◆ **EXCERPTED PASSAGE**

· · · · · · ·

What a rush

Exploring new frontiers never gets old

Do you remember the first time you got hooked on a theory, a concept, a doctrine or maybe even a whole field of study when you were at the University of Waterloo?

Maybe you were listening to an inspirational talk in the Arts Lecture Hall, and you’ll never forget the thrill you felt for a whole new way of looking at the world.

Maybe you were working away at enterprise planning with your team of fellow student-entrepreneurs at Velocity, and your mentors came through with some advice that forever changed how you approach business practice.

Maybe you were on a co-op work term in downtown Toronto or Silicon Valley or on the other side of the world, and realized for the first time that your education means everything to your career.

That feeling never gets old – the feeling of exploring new frontiers of knowledge, whether new to the world or maybe just to ourselves. It’s that spark of learning and innovation that keeps us learning our whole lives.

I felt that rush in reading a new book by Nobel Laureate Edmund Phelps, Mass Flourishing: How Grassroots Innovation Created Jobs, Challenge, and Change.

"The point of his book is that we have to get the fundamentals of our economy and society just right if populations are to truly flourish. And not just financially — in the sense of realizing one’s full potential, engaging with life creatively through career success, enjoyment of the arts, cultural engagement, and contributing to our communities."

In Phelps’s view, innovation is what makes the good life possible. It’s one of the core arguments he made here on campus in March when he delivered, at my invitation, a University of Waterloo President’s Lecture on these themes.

What excites me about Phelps’s work is not only its intrinsic brilliance, but another reason altogether: the world may finally be ready for the University of Waterloo.

· · · · · · ·

Data entries:
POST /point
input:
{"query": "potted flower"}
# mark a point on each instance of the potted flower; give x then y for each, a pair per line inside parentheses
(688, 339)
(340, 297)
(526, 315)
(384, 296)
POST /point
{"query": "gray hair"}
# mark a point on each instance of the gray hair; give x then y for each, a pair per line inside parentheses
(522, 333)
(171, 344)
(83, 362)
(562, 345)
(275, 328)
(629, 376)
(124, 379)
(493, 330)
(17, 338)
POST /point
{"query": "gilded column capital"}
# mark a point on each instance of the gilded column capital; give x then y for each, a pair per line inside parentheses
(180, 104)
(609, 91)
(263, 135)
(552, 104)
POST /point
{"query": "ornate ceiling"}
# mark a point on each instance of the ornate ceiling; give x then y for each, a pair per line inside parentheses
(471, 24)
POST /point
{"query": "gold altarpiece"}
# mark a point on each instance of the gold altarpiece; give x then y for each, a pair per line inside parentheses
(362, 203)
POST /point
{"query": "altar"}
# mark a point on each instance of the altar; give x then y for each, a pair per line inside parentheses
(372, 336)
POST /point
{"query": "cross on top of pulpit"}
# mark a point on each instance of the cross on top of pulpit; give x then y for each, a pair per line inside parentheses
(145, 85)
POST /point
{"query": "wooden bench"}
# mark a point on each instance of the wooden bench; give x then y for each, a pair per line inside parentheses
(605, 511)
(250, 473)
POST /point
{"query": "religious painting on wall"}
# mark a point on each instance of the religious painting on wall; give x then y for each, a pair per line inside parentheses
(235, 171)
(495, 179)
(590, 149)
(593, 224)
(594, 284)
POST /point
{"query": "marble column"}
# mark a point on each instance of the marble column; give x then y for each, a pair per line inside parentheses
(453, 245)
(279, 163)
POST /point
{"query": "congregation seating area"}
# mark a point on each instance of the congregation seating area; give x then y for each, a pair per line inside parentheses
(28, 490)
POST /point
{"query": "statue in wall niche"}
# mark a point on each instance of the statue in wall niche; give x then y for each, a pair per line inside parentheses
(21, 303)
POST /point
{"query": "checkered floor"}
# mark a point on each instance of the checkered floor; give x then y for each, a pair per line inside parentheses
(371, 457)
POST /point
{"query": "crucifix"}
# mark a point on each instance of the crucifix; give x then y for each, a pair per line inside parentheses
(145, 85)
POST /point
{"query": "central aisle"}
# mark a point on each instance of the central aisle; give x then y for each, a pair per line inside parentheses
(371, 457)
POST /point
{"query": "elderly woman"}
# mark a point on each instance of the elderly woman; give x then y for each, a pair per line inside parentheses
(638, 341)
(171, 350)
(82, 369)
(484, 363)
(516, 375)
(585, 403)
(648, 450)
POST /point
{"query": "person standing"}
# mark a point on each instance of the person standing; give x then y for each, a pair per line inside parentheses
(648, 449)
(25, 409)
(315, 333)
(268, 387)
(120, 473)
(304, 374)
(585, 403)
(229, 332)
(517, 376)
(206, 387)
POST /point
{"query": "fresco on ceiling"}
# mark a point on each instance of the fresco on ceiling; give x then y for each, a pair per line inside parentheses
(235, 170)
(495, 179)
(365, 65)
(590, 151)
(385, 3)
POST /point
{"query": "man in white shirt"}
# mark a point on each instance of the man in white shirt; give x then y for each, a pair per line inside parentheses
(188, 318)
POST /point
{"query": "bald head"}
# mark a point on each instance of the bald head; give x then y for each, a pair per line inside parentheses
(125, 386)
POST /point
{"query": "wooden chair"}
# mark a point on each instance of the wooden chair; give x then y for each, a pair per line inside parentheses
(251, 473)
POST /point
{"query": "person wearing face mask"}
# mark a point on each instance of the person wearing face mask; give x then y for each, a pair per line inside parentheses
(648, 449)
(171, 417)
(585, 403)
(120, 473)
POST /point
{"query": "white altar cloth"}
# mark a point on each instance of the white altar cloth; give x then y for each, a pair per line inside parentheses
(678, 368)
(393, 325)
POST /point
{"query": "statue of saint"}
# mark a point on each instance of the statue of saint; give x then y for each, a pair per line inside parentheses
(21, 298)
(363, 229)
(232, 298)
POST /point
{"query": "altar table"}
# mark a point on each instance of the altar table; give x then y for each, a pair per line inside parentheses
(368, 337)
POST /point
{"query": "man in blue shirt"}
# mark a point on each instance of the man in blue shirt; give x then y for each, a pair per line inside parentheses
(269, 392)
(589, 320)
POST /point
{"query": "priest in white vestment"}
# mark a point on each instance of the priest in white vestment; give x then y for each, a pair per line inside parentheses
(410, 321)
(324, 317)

· · · · · · ·

◆ **SET OF TASKS**
**a.** Set down word for word the stretch of the essay on exploring new frontiers from "That feeling never" through "Jobs, Challenge, and Change.".
**b.** In the essay on exploring new frontiers, during which month did Edmund Phelps give his President's Lecture on campus?

◆ **PROBLEM SOLUTIONS**
**a.**
That feeling never gets old – the feeling of exploring new frontiers of knowledge, whether new to the world or maybe just to ourselves. It’s that spark of learning and innovation that keeps us learning our whole lives.

I felt that rush in reading a new book by Nobel Laureate Edmund Phelps, Mass Flourishing: How Grassroots Innovation Created Jobs, Challenge, and Change.

**b.** March.